◆ **SUPPLIED MATERIAL**:

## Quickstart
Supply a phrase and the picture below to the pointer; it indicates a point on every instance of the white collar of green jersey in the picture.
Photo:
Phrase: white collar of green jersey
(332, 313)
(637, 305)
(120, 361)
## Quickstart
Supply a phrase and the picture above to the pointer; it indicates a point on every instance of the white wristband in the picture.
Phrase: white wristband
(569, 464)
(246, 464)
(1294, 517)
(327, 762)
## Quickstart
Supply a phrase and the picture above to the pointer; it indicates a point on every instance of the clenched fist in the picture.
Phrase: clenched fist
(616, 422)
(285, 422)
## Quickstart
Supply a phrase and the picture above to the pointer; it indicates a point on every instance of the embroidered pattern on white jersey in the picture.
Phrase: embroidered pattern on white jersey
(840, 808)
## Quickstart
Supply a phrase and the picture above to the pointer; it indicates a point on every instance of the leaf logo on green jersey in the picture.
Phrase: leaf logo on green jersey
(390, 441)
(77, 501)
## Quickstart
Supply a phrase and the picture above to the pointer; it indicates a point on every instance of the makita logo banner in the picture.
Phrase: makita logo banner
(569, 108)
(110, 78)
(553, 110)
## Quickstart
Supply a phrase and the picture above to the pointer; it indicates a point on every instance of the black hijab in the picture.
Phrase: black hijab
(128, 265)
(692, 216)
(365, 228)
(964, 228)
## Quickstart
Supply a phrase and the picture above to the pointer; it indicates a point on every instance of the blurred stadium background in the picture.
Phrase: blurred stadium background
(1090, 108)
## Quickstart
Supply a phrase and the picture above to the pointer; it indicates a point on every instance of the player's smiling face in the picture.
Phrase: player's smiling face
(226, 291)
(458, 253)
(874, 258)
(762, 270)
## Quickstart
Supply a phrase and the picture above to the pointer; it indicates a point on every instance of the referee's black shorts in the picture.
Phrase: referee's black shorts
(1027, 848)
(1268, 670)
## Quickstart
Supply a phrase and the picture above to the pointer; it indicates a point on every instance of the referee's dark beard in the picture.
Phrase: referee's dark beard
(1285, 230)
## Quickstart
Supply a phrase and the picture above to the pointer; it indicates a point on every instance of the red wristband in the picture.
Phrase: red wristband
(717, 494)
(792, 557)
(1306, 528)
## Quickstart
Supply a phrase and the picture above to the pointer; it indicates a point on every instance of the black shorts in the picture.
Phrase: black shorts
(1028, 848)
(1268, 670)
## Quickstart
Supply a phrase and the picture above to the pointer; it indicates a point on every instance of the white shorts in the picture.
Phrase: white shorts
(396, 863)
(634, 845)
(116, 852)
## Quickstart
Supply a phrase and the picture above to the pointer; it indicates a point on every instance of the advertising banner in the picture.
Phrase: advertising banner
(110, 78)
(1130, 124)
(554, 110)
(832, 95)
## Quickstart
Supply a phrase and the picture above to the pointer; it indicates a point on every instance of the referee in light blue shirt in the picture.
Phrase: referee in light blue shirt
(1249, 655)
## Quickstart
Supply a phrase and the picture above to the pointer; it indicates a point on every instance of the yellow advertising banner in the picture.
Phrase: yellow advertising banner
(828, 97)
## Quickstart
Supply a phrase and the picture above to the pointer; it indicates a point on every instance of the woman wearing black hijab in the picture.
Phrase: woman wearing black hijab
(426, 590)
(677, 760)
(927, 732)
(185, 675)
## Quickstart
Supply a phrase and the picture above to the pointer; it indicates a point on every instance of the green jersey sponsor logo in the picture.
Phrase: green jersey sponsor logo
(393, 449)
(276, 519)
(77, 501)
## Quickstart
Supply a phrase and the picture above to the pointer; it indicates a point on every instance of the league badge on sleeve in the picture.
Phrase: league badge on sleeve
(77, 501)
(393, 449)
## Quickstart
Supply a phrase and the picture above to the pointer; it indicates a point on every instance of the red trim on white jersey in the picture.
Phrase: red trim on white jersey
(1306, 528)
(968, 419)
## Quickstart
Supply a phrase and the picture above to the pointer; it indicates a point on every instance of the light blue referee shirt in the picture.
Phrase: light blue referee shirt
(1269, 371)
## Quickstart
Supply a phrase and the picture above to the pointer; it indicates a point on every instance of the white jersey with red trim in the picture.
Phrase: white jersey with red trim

◆ **TASK**: Extract each line from the listing above, please, and repeat it exactly.

◆ **WRITTEN RESPONSE**:
## Quickstart
Supply a phrase and the picture below to the pointer; it indicates a point on every instance of the white collar of green jersey in the picture.
Photo:
Phrase: white collar of green jersey
(332, 313)
(637, 305)
(120, 361)
## Quickstart
Supply a phrase and the picture above to the pointer; it indicates a point on every instance of the white wristband in the picture.
Phrase: white wristband
(569, 464)
(246, 464)
(1294, 517)
(327, 762)
## Quickstart
Supply a phrase and the picture above to the pointer; it indicates a point on every instance of the clenched fist in the picture.
Phrase: clenched fist
(616, 422)
(285, 422)
## Quickstart
Supply a phrase and the picture above to the pointer; it indicates a point on every instance of the embroidered pattern on white jersey in the picture.
Phrase: embroidered pattern on white jersey
(840, 808)
## Quickstart
Supply a phrase and the picture above to the pointer; it indicates a point on every instance of the leaf logo on green jersey in the picture.
Phrase: leaf logo on green jersey
(390, 441)
(77, 501)
## Quickstart
Supply a phrase and the picture above to the pointer; it indicates a point on every instance of the makita logo banner in the picture.
Phrase: makita logo banner
(569, 108)
(110, 78)
(553, 110)
## Quickstart
Supply a phrase and the picture above to the pointer; it indicates a point on every instance of the black hijab in the picture.
Phrase: black hijab
(128, 265)
(692, 216)
(365, 228)
(964, 228)
## Quickstart
Supply a phrase and the picture above to the pointer; it indicates a point on every instance of the blurred stadium background in the picture.
Phrase: blurred stadium background
(1090, 108)
## Quickstart
Supply a phrase and the picture above to the pointer; it indicates a point on every instance of the player's smiling face in the picture.
Phrase: player's smiling face
(226, 291)
(458, 253)
(874, 258)
(762, 270)
## Quickstart
Supply a phrase and the picture above to the pointer; it indicates a point on every instance of the referee's black shorts in the picture.
Phrase: referee's black shorts
(1027, 848)
(1268, 670)
## Quickstart
Supply a phrase and the picture above to the pointer; it indicates a point on every instance of the referee's dark beard in the picture.
Phrase: referee's dark beard
(1285, 230)
## Quickstart
Supply a phrase and the picture above to the pointer; it indicates a point on every instance of the red wristband in the picture.
Phrase: red wristband
(717, 494)
(792, 557)
(1306, 528)
## Quickstart
Supply a phrase and the picture above to the pointer; it indicates a point on every instance of the black shorts in the picture.
Phrase: black shorts
(1028, 848)
(1268, 670)
## Quickstart
Supply a phrase and the picture above to the pointer; it indicates a point on every instance of the white shorts in the picture.
Phrase: white shorts
(396, 863)
(634, 845)
(116, 852)
## Quickstart
Supply a phrase and the picture above to the pointer; it indicates a point on every instance of the advertising banner in the picture.
Phrase: advertising banner
(110, 78)
(1130, 124)
(554, 110)
(832, 95)
## Quickstart
Supply a phrase and the picture above to the pointer; it indicates a point on every instance of the referee in light blue shirt in the picture.
Phrase: referee in light blue shirt
(1249, 655)
## Quickstart
Supply a phrase and the picture above to the pointer; it indicates a point on every instance of the yellow advertising banner in the picture.
Phrase: yellow advertising banner
(828, 97)
## Quickstart
Supply a phrase and the picture above to the pointer; it indicates a point on every instance of the woman wearing black hijab in the picture.
Phrase: woman wearing black hijab
(426, 590)
(677, 760)
(927, 732)
(185, 675)
## Quickstart
Supply a phrase and the picture above to the pointer; it indicates a point on every instance of the green jersey sponsor logo in the picture.
Phrase: green jersey sponsor logo
(393, 449)
(276, 519)
(77, 501)
## Quickstart
Supply a phrase and the picture above to the pointer; it indicates a point on every instance of the league badge on sleeve in the picture.
Phrase: league badge on sleeve
(77, 501)
(393, 449)
## Quickstart
Supply a phrase and the picture above to the pointer; it indicates a point on every instance of the red trim on white jersey in the picture.
Phrase: red trim on white jersey
(1306, 528)
(968, 419)
## Quickstart
Supply a phrase and the picture above to the pointer; it indicates a point on every instance of the light blue referee shirt in the picture.
Phrase: light blue referee shirt
(1269, 371)
## Quickstart
Supply a phrase and the picture above to the pointer; it indicates a point on every instance of the white jersey with red trim in the picture.
Phrase: white jersey with red trim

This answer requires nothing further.